TEXTO DE LECTURA
--------------------

Aunque no sabemos cómo nos va a tocar llegar al final de nuestra vida, es muy probable que nos toque vivirlo en un contexto de atención médica, a menos que tengamos una muerte repentina, causada por un accidente, un acto violento o una condición médica, en la que no se haya podido hacer nada para morir mejor o peor. Por el contrario, si el final llega cuando estamos recibiendo atención médica para atender una enfermedad, las complicaciones que causa la edad avanzada o las secuelas de un accidente, hay mucho que se puede hacer para que la última etapa de nuestra vida y el mismo momento de morir sea mejor. Esto significa que también se pueden hacer mal las cosas con la consecuencia de que las personas tengan un final de vida indigno y con un sufrimiento innecesario. En muchas ocasiones esto sucede porque los médicos, a veces por solicitud de los familiares, no tienen con el paciente la necesaria comunicación (cuando éste está consciente y tiene la capacidad para decidir) y se le oculta que ya no hay forma de evitar su muerte. Sin el conocimiento que necesitaría, aprueba o simplemente sigue recibiendo tratamientos que se supone que le van a curar hasta que llega un momento en que la situación se hace insostenible.
El documental Consider the Conversation: A Documentary on a Taboo Subject fue realizado en 2009 por Michael Berhagen y Terry Kaldhusdal con la idea de ayudar a las personas a darse cuenta de lo importante que es hablar sobre lo que queremos para el final de nuestra vida. Este documental está organizado en capítulos que presentan diferentes aspectos del tema a través de entrevistas, tanto de pacientes que están en una situación terminal, como de médicos, psicólogos, trabajadores sociales y personas especializadas en cuidados paliativos. Al principio también vemos entrevistar a personas que están caminando por la calle. Sin escuchar la pregunta, podemos adivinarla: “¿cómo le gustaría morir?”. Después de recuperarse de la sorpresa, hombres y mujeres de diferentes edades van contestando y, con algunas variantes, todos dicen que querrían morir en su casa, acompañados por sus familiares y sin dolor. En realidad, ésta no es una respuesta que nos sorprenda.

--------------------

DATOS DEL EJERCICIO
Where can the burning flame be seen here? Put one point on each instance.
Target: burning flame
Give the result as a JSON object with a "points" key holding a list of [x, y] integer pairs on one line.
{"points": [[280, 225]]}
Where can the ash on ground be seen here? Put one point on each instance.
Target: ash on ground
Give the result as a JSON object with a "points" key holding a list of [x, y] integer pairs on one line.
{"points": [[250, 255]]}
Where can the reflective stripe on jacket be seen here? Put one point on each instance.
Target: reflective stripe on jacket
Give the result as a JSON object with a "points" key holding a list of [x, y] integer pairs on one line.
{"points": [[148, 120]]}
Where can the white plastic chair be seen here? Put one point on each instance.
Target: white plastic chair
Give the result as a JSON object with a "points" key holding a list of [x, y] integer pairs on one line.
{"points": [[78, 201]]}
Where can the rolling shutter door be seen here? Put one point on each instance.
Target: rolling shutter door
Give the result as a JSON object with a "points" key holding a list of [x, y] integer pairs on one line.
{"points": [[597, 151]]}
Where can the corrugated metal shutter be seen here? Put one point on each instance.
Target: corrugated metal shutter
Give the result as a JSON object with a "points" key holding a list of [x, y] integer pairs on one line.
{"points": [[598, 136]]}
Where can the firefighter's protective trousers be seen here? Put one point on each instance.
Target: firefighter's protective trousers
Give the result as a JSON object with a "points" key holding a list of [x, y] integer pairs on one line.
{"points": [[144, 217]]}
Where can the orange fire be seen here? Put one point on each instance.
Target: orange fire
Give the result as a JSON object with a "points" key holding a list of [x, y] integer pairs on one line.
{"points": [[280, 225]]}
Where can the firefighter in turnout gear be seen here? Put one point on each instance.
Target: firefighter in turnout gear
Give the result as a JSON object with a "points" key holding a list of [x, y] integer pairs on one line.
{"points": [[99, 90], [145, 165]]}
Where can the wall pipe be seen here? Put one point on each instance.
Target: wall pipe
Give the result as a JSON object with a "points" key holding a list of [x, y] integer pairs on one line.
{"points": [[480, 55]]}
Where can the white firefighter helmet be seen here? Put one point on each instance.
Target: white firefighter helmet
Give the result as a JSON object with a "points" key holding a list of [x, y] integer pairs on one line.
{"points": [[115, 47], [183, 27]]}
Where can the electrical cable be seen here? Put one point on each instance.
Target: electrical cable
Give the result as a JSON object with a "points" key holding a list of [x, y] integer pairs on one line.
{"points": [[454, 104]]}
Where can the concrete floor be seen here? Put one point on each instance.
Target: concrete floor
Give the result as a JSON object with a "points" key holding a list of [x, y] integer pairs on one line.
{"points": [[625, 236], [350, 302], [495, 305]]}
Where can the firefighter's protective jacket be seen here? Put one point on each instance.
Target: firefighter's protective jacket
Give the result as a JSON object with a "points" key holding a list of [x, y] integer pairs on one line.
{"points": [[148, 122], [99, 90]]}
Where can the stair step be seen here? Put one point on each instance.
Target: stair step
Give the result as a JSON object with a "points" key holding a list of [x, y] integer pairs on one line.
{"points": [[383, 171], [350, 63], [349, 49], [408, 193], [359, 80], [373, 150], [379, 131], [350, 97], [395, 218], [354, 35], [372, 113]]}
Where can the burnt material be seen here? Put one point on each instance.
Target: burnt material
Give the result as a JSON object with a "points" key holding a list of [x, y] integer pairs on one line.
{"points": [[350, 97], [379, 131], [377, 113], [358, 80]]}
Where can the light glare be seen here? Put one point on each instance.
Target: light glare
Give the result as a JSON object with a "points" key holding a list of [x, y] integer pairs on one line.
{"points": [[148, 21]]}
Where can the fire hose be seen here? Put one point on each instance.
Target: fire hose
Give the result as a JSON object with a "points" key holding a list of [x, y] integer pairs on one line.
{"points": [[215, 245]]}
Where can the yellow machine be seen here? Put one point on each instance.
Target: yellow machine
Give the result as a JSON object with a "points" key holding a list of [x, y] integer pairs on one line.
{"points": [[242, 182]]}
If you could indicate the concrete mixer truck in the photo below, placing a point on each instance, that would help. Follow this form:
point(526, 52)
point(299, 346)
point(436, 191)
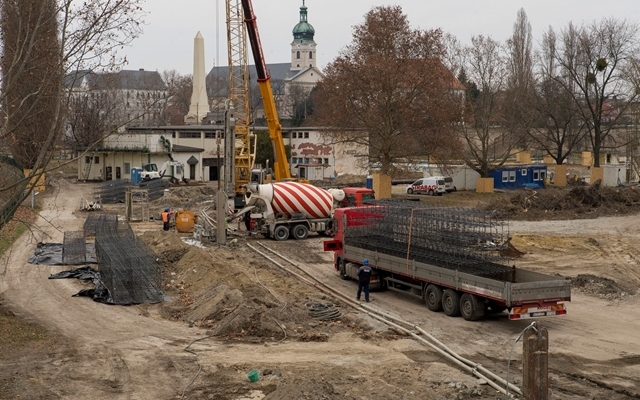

--------------------

QUÉ SE PIDE
Reescribe en forma de lista, de manera más breve, el párrafo del texto de lectura que comienza con «El documental Consider the Conversation», conservando sus datos principales. Responde basándote únicamente en el texto de lectura.

SOLUCIÓN DEL EJERCICIO
- *Consider the Conversation: A Documentary on a Taboo Subject* es un documental realizado en 2009 por Michael Berhagen y Terry Kaldhusdal.
- Su objetivo es que las personas comprendan la importancia de hablar sobre lo que desean para el final de su vida.
- Está dividido en capítulos que tratan distintos aspectos del tema mediante entrevistas a pacientes terminales, médicos, psicólogos, trabajadores sociales y especialistas en cuidados paliativos.
- Al principio se entrevista a transeúntes, a quienes se les pregunta cómo les gustaría morir.
- Hombres y mujeres de distintas edades responden, con algunas variantes, que querrían morir en su casa, acompañados por sus familiares y sin dolor.
- Esta respuesta no resulta sorprendente.